US5665670A - Recording element for direct thermosensitive printing - Google Patents

Abstract

A thermosensitive recording element comprising a base having coated thereon a thermosensitive recording layer comprising a dye precursor, the base comprising a composite film laminated to at least one side of a support, the thermosensitive recording layer being on the composite film side of the base, and the composite film comprising a microvoided thermoplastic core layer and at least one substantially void-free thermoplastic surface layer.

Description

This invention relates to a recording element for direct thermosensitive printing, and more particularly to a recording element wherein the support is a microvoided composite film.

In recent years, thermal transfer systems have been developed to obtain prints from pictures which have been generated electronically from a color video camera. According to one way of obtaining such prints, an electronic picture is first subjected to color separation by color filters. The respective color-separated images are then converted into electrical signals. These signals are then operated on to produce cyan, magenta and yellow electrical signals. These signals are then transmitted to a thermal printer. To obtain the print, a cyan, magenta or yellow dye-donor element is placed face-to-face with a dye-receiving element. The two are then inserted between a thermal printing head and a platen roller. A line-type thermal printing head is used to apply heat from the back of the dye-donor sheet. The thermal printing head has many heating elements and is heated up sequentially in response to the cyan, magenta and yellow signals. The process is then repeated for the other two colors. A color hard copy is thus obtained which corresponds to the original picture viewed on a screen.

U.S. Pat. No. 5,244,861 relates a receiving element useful in the above-described thermal dye transfer process which contains a microvoided composite film as the support. There is no disclosure in this patent that the support would be useful in other thermal systems.

Another way to obtain an image generated thermally is to use a so-called "direct-thermal recording element". Such a recording element comprises a support coated with a thermal recording layer which will form a color upon heating.

There is a problem with prior art direct-thermal recording elements in that the density of such recording elements at the mid range is not as good as is desired.

It is an object of this invention to provide a direct-thermal recording element wherein the mid-range density is improved over that of the prior art. It is another object of this invention to provide a process for forming an image using such recording elements.

——————

**GOAL 1:** What problem with prior art direct-thermal recording elements does the patent description name?
The patent text and the listing of pointing records are unrelated to each other.

Pointing records
——————

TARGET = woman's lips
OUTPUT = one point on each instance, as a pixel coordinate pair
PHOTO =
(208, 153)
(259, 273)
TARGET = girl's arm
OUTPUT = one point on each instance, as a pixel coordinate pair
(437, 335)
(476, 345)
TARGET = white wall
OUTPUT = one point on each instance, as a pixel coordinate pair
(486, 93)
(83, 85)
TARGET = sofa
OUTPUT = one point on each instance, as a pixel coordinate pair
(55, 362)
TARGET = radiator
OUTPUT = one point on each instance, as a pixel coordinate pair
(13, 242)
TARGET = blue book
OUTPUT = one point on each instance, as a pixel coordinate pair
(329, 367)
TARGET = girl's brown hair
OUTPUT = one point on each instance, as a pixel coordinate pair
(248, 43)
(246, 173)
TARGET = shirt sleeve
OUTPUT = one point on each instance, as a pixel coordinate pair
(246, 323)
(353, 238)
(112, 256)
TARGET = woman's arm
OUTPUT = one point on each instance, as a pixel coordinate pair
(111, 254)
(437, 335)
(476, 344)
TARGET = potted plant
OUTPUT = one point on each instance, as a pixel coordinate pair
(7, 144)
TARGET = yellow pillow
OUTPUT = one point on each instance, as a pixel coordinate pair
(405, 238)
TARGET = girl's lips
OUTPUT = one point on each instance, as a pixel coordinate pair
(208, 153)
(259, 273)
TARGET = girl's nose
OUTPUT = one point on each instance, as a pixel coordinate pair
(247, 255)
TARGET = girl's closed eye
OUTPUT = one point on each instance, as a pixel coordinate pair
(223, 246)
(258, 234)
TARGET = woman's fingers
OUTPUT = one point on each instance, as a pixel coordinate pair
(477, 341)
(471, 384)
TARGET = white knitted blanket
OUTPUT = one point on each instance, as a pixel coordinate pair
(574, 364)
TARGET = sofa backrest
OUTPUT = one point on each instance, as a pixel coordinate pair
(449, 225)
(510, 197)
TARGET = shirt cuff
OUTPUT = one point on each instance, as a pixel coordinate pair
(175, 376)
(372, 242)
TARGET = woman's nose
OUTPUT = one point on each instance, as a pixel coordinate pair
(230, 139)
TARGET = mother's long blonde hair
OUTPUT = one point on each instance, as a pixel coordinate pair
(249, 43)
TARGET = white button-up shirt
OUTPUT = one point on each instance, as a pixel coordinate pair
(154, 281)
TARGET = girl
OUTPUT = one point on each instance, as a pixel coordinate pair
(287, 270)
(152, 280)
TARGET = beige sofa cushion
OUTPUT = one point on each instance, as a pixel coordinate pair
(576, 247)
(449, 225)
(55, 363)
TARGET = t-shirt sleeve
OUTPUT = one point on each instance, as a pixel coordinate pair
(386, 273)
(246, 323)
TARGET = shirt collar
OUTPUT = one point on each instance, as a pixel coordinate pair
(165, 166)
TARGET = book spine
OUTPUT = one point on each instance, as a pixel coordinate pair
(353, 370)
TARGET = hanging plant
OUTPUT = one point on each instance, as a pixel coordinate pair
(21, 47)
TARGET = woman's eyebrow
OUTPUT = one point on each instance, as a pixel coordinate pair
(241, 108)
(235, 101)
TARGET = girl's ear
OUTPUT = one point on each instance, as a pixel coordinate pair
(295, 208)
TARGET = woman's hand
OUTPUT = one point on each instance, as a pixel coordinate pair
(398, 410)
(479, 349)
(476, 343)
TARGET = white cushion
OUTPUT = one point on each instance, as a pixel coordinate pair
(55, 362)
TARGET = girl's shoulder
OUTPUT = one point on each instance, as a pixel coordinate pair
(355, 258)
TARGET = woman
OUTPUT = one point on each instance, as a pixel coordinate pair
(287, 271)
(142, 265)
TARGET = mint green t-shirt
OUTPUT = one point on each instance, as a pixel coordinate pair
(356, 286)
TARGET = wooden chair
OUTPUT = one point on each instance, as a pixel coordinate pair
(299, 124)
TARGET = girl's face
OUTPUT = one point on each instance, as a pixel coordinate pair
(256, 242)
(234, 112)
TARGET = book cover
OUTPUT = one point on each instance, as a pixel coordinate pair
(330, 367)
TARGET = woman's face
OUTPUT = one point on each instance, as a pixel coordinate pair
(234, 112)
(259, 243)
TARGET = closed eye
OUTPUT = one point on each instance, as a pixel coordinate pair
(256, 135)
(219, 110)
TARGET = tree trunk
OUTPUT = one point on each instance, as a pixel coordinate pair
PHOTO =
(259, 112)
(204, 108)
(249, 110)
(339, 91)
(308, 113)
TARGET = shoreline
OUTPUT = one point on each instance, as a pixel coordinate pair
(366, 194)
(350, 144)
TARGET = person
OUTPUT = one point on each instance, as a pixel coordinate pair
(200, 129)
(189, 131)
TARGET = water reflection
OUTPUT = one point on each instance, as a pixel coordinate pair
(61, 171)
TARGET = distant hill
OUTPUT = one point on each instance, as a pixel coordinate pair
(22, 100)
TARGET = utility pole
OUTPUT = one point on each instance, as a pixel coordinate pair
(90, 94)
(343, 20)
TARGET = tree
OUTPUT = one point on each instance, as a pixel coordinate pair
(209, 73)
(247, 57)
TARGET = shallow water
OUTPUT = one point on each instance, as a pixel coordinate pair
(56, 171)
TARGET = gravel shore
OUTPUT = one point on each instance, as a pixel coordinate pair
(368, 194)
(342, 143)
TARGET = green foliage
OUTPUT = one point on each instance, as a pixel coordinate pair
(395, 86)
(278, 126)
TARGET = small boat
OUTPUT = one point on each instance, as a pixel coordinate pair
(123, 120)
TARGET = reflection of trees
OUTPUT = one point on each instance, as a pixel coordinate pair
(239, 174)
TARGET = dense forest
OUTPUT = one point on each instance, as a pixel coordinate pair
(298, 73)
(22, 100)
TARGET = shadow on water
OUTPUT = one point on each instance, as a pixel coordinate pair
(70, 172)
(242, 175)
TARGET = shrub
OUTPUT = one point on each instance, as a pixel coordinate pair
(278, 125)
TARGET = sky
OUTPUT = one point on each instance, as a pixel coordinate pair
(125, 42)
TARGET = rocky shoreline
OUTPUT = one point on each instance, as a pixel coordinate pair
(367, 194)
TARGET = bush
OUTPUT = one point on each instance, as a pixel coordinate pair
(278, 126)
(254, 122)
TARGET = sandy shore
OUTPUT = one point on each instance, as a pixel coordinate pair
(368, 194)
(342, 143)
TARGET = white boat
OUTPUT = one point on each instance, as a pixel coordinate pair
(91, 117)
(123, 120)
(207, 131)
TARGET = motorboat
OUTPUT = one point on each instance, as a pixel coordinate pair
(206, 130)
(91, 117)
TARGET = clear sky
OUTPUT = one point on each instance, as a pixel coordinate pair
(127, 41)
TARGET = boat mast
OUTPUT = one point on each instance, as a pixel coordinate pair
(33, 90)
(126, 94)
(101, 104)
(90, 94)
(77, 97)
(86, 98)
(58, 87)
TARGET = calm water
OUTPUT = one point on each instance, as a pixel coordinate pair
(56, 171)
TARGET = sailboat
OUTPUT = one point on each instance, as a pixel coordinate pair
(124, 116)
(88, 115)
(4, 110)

——————

**GOAL 2:** Identify every line of the listing that contains the string "sleeve" and copy each such line.

**CORRECT ANSWER 1:** Their density at the mid range is not as good as is desired.

**CORRECT ANSWER 2:**
TARGET = shirt sleeve
TARGET = t-shirt sleeve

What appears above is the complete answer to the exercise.